(Stored items)
BEGIN

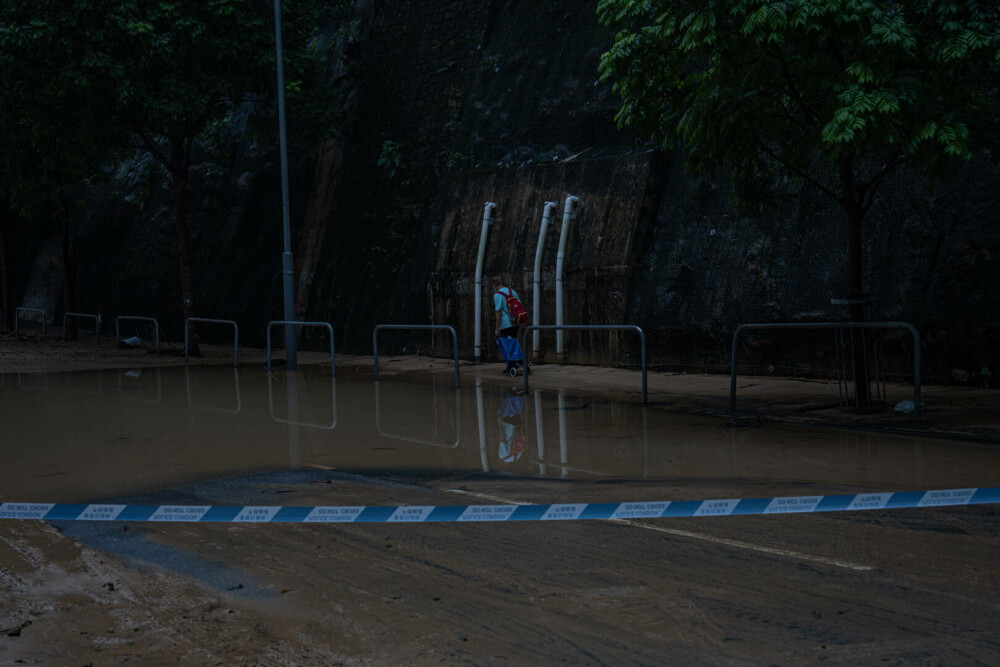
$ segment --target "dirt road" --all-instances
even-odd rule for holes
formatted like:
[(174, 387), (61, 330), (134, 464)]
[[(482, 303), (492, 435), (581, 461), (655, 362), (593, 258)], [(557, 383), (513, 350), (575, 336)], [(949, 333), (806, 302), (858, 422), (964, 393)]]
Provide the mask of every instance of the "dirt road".
[[(314, 473), (247, 493), (377, 504), (384, 485)], [(458, 483), (510, 500), (523, 485)], [(581, 491), (565, 486), (545, 491)], [(455, 487), (407, 480), (393, 497), (445, 503)], [(212, 490), (183, 495), (198, 493)], [(995, 507), (473, 526), (6, 522), (0, 660), (995, 664), (997, 522)]]

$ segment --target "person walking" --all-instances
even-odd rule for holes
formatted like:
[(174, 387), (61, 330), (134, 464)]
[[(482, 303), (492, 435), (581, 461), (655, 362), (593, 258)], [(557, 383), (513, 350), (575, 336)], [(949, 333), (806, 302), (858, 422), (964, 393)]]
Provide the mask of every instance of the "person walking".
[(503, 284), (503, 278), (493, 276), (493, 310), (496, 313), (496, 329), (493, 335), (497, 338), (517, 338), (521, 327), (511, 319), (507, 297), (517, 299), (517, 292)]
[(505, 286), (500, 276), (493, 276), (493, 312), (496, 315), (493, 335), (497, 339), (500, 354), (507, 363), (504, 373), (514, 377), (518, 368), (524, 368), (525, 373), (530, 373), (531, 369), (525, 363), (519, 340), (521, 330), (528, 324), (528, 312), (517, 298), (517, 292)]

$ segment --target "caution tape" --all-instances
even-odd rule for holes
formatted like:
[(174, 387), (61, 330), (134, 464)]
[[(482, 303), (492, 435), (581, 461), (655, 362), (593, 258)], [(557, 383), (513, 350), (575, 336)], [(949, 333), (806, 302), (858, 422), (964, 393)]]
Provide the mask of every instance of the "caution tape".
[(576, 521), (853, 512), (1000, 503), (1000, 487), (832, 496), (664, 500), (547, 505), (102, 505), (0, 503), (0, 519), (226, 523), (404, 523), (439, 521)]

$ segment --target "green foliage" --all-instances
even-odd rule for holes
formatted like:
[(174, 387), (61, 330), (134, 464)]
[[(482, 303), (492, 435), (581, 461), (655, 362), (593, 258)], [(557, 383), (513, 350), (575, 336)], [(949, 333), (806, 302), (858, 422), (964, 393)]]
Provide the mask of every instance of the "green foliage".
[(599, 0), (597, 12), (614, 30), (601, 76), (621, 94), (619, 124), (682, 147), (697, 173), (728, 171), (744, 204), (788, 178), (837, 202), (852, 299), (886, 175), (910, 163), (934, 178), (1000, 139), (1000, 0)]
[[(600, 0), (598, 16), (618, 122), (728, 167), (744, 196), (781, 170), (866, 210), (896, 165), (934, 175), (997, 140), (997, 0)], [(823, 164), (852, 182), (821, 182)]]
[[(346, 4), (282, 2), (289, 129), (301, 141), (336, 128), (318, 31)], [(100, 173), (130, 134), (172, 172), (254, 110), (276, 139), (275, 82), (270, 2), (4, 0), (0, 199), (43, 207), (57, 182)]]
[(7, 0), (0, 6), (0, 199), (47, 218), (120, 141), (95, 44), (99, 2)]
[(268, 19), (251, 0), (125, 0), (111, 9), (104, 74), (117, 119), (171, 172), (186, 172), (203, 132), (263, 94), (274, 63)]
[(403, 144), (386, 139), (382, 142), (382, 152), (378, 156), (378, 166), (393, 178), (396, 170), (406, 169), (403, 162)]

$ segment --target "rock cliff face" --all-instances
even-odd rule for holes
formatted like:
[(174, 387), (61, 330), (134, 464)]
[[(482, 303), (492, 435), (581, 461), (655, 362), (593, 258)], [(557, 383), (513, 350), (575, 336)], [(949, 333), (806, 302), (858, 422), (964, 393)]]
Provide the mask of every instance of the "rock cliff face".
[[(471, 358), (474, 304), (482, 298), (484, 355), (495, 358), (489, 294), (473, 289), (487, 201), (497, 211), (485, 273), (505, 276), (529, 311), (542, 207), (559, 203), (541, 275), (540, 323), (554, 323), (567, 195), (580, 206), (567, 248), (566, 323), (638, 324), (654, 363), (728, 370), (740, 323), (843, 317), (831, 305), (846, 283), (845, 224), (836, 206), (787, 189), (766, 209), (734, 207), (725, 182), (693, 178), (680, 156), (653, 152), (617, 130), (615, 97), (598, 77), (610, 36), (594, 19), (595, 5), (358, 4), (357, 43), (338, 51), (346, 59), (338, 71), (351, 79), (351, 119), (329, 161), (337, 173), (317, 175), (312, 147), (291, 156), (293, 227), (313, 205), (316, 184), (329, 190), (325, 234), (316, 237), (323, 240), (313, 248), (301, 301), (308, 304), (302, 316), (333, 323), (338, 349), (370, 350), (379, 323), (435, 323), (454, 326), (460, 353)], [(275, 154), (238, 128), (231, 141), (236, 148), (225, 159), (204, 156), (192, 179), (195, 284), (202, 315), (236, 319), (247, 342), (261, 343), (266, 322), (282, 312)], [(75, 229), (78, 308), (155, 315), (176, 339), (167, 186), (139, 161), (122, 168), (113, 188), (91, 195)], [(953, 368), (1000, 371), (998, 208), (1000, 170), (982, 163), (933, 188), (900, 172), (866, 220), (871, 316), (920, 328), (932, 379)], [(24, 235), (16, 253), (17, 304), (29, 294), (45, 300), (41, 279), (29, 277), (43, 237)], [(832, 346), (824, 348), (831, 337), (748, 338), (741, 362), (785, 372), (830, 368)], [(635, 364), (633, 338), (575, 334), (567, 344), (577, 361)], [(387, 339), (386, 349), (450, 354), (440, 335)], [(552, 334), (543, 347), (552, 353)], [(905, 337), (883, 350), (892, 368), (909, 366)]]
[[(653, 154), (595, 158), (492, 169), (457, 179), (447, 191), (450, 201), (440, 225), (428, 235), (433, 239), (427, 252), (432, 257), (427, 283), (431, 314), (435, 321), (461, 327), (462, 340), (472, 345), (476, 299), (483, 306), (483, 335), (487, 358), (494, 355), (490, 277), (499, 274), (532, 304), (535, 253), (545, 202), (554, 201), (551, 226), (542, 239), (540, 272), (541, 308), (538, 324), (554, 324), (556, 255), (562, 227), (567, 226), (565, 260), (566, 324), (621, 324), (630, 319), (629, 299), (639, 260), (649, 232), (649, 211), (644, 211), (644, 193), (651, 183)], [(570, 219), (564, 219), (565, 199), (578, 198)], [(484, 258), (484, 291), (476, 294), (474, 276), (483, 203), (497, 204), (488, 229)], [(424, 254), (421, 252), (420, 254)], [(545, 348), (552, 349), (554, 334), (547, 333)], [(633, 334), (634, 335), (634, 334)], [(581, 345), (594, 337), (597, 345)], [(574, 359), (618, 356), (620, 334), (567, 334), (575, 348)], [(463, 349), (468, 354), (468, 349)], [(638, 357), (636, 357), (636, 360)]]

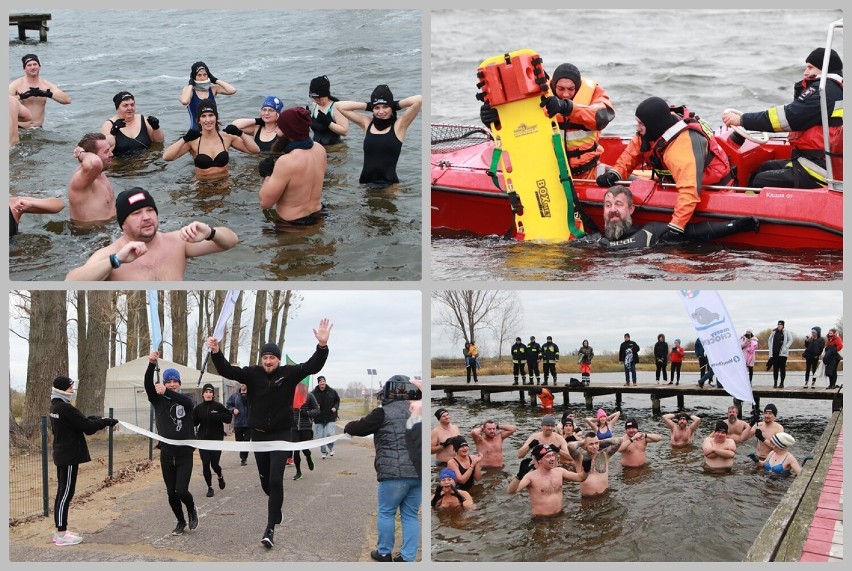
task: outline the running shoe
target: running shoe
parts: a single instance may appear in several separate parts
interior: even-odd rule
[[[223,478],[222,476],[219,476],[219,489],[220,490],[225,489],[225,478]]]
[[[210,486],[207,486],[207,497],[208,498],[213,497],[213,488],[211,488]]]
[[[260,542],[267,549],[272,548],[275,545],[275,528],[267,527],[266,531],[263,532],[263,539]]]
[[[301,472],[296,472],[296,475],[295,475],[295,476],[293,476],[293,479],[294,479],[294,480],[301,480],[301,479],[302,479],[302,473],[301,473]]]
[[[311,458],[310,456],[305,456],[305,460],[308,461],[308,470],[313,470],[314,469],[314,459]]]
[[[328,453],[328,455],[329,455],[329,456],[334,456],[334,450],[331,450],[331,451]]]
[[[193,507],[189,510],[189,529],[198,527],[198,509]]]
[[[186,524],[182,521],[179,521],[175,528],[172,530],[172,535],[183,535],[183,531],[186,529]]]
[[[55,543],[56,545],[59,545],[60,547],[63,546],[63,545],[77,545],[78,543],[81,543],[82,541],[83,541],[82,537],[80,537],[79,535],[71,534],[71,533],[66,533],[65,535],[55,534],[55,537],[53,538],[53,543]]]
[[[382,561],[382,562],[391,562],[391,561],[393,561],[393,559],[391,558],[391,554],[390,554],[390,553],[388,553],[387,555],[382,555],[381,553],[379,553],[379,550],[378,550],[378,549],[374,549],[374,550],[372,550],[372,551],[370,552],[370,558],[371,558],[373,561]]]

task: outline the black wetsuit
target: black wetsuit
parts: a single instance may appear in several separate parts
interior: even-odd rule
[[[9,207],[9,237],[18,233],[18,221],[15,220],[15,215],[12,214],[12,207]]]
[[[589,234],[578,240],[572,240],[572,245],[593,243],[609,250],[632,250],[679,244],[685,241],[704,242],[724,238],[738,232],[757,231],[757,218],[737,218],[736,220],[718,222],[691,222],[686,225],[683,236],[674,241],[669,240],[669,232],[665,222],[649,222],[641,227],[631,226],[620,240],[609,240],[602,234]],[[667,236],[664,236],[668,234]]]
[[[332,107],[334,107],[334,103],[328,106],[327,113],[323,113],[322,111],[320,111],[319,108],[314,107],[314,111],[313,113],[311,113],[311,131],[313,131],[314,133],[314,141],[316,141],[322,146],[336,145],[341,141],[340,135],[338,135],[329,127],[326,127],[317,120],[317,116],[320,113],[323,113],[323,115],[328,115],[329,117],[331,117],[331,122],[334,123],[334,115],[331,110]]]
[[[370,132],[373,122],[367,127],[364,136],[364,167],[361,169],[361,184],[390,186],[399,182],[396,176],[396,163],[402,151],[400,141],[391,123],[387,133],[377,135]]]
[[[139,116],[142,121],[142,127],[139,129],[139,134],[135,137],[128,137],[120,130],[115,135],[115,148],[112,154],[119,157],[139,151],[144,151],[151,147],[151,137],[148,136],[148,126],[145,123],[145,117]]]
[[[254,132],[254,142],[257,143],[257,147],[260,149],[261,153],[271,153],[272,145],[278,140],[278,135],[275,135],[271,141],[261,141],[261,132],[263,132],[263,127],[258,127],[257,131]]]
[[[228,166],[228,150],[225,148],[225,140],[222,138],[221,133],[216,133],[219,135],[219,140],[222,141],[222,151],[216,155],[215,157],[211,157],[210,155],[205,155],[201,153],[201,143],[198,144],[199,153],[195,155],[195,159],[193,162],[195,166],[205,170],[211,167],[226,167]]]

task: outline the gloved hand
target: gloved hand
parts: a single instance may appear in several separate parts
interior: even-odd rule
[[[103,418],[101,420],[103,420],[103,423],[106,426],[115,426],[116,424],[118,424],[117,418]]]
[[[373,110],[373,102],[367,101],[367,108],[364,111],[372,111]]]
[[[27,89],[23,93],[19,93],[18,95],[23,100],[23,99],[29,99],[30,97],[38,97],[38,95],[40,93],[41,93],[41,90],[38,87],[30,87],[29,89]]]
[[[263,127],[266,123],[263,122],[263,119],[258,117],[257,119],[254,120],[254,124],[257,125],[258,127]]]
[[[588,474],[589,472],[592,471],[592,458],[591,457],[583,458],[582,464],[583,464],[583,472]]]
[[[243,130],[240,129],[239,127],[237,127],[236,125],[234,125],[233,123],[231,123],[230,125],[227,125],[222,130],[225,131],[227,134],[233,135],[235,137],[242,137],[243,136]]]
[[[500,116],[497,114],[497,110],[491,107],[488,103],[483,103],[482,107],[479,108],[479,120],[482,121],[482,124],[486,127],[490,127],[493,123],[500,122]]]
[[[515,477],[523,480],[530,470],[535,470],[535,466],[532,465],[532,458],[524,458],[521,460],[521,467],[518,468],[518,474]]]
[[[125,127],[127,127],[127,122],[124,119],[116,119],[112,122],[112,128],[109,130],[109,134],[113,137],[117,137],[121,129],[124,129]]]
[[[199,131],[197,129],[190,129],[181,138],[188,143],[188,142],[194,141],[195,139],[198,139],[200,137],[201,137],[201,131]]]
[[[760,459],[757,457],[757,454],[754,452],[749,452],[748,457],[751,458],[752,462],[760,462]]]
[[[212,73],[210,73],[210,70],[209,70],[209,69],[207,70],[207,77],[208,77],[208,78],[210,78],[210,83],[212,83],[213,85],[216,85],[216,82],[217,82],[217,81],[219,81],[219,80],[216,78],[216,76],[215,76],[215,75],[213,75]]]
[[[257,172],[260,173],[262,178],[266,178],[268,176],[272,176],[272,171],[275,169],[275,159],[272,157],[266,157],[257,165]],[[446,446],[446,444],[442,444],[442,446]]]
[[[683,228],[678,228],[671,222],[669,223],[668,229],[660,235],[660,242],[662,243],[676,243],[683,242],[686,237],[683,233]]]
[[[151,128],[155,131],[160,128],[160,120],[153,115],[148,115],[148,124],[151,125]]]
[[[42,91],[41,96],[47,97],[48,99],[53,99],[53,92],[48,89],[47,91]]]
[[[568,115],[571,114],[571,110],[574,109],[574,102],[570,99],[560,99],[551,95],[550,97],[545,97],[539,106],[547,109],[548,117],[555,117],[558,114],[567,119]]]
[[[533,438],[532,440],[530,440],[530,450],[532,450],[533,448],[535,448],[539,444],[541,444],[541,443],[537,439]]]
[[[458,488],[456,488],[455,486],[453,486],[453,495],[454,495],[456,498],[458,498],[458,500],[459,500],[459,502],[460,502],[460,503],[464,503],[464,496],[462,496],[462,495],[459,493]]]
[[[760,440],[761,442],[766,441],[766,438],[763,437],[763,431],[759,428],[754,431],[754,437]]]
[[[595,182],[602,188],[611,188],[615,183],[621,180],[621,175],[615,169],[610,169],[603,174],[598,175]]]
[[[400,107],[399,101],[397,101],[397,100],[391,101],[390,108],[393,109],[394,111],[402,110],[402,107]]]
[[[334,121],[331,120],[331,115],[323,113],[322,111],[317,111],[317,122],[323,127],[328,127],[334,123]]]
[[[189,82],[188,82],[187,84],[188,84],[188,85],[195,85],[195,80],[194,80],[194,79],[192,79],[192,78],[190,78],[190,79],[189,79]]]
[[[760,414],[757,412],[757,409],[756,408],[752,409],[751,416],[748,419],[748,425],[754,426],[755,424],[757,424],[757,421],[759,421],[759,420],[760,420]]]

END

■ EXERCISE PROMPT:
Copy each line from the entries above that has the word "black" in it.

■ SOLUTION TO THE PROBLEM:
task: outline the black wetsuit
target: black wetsuit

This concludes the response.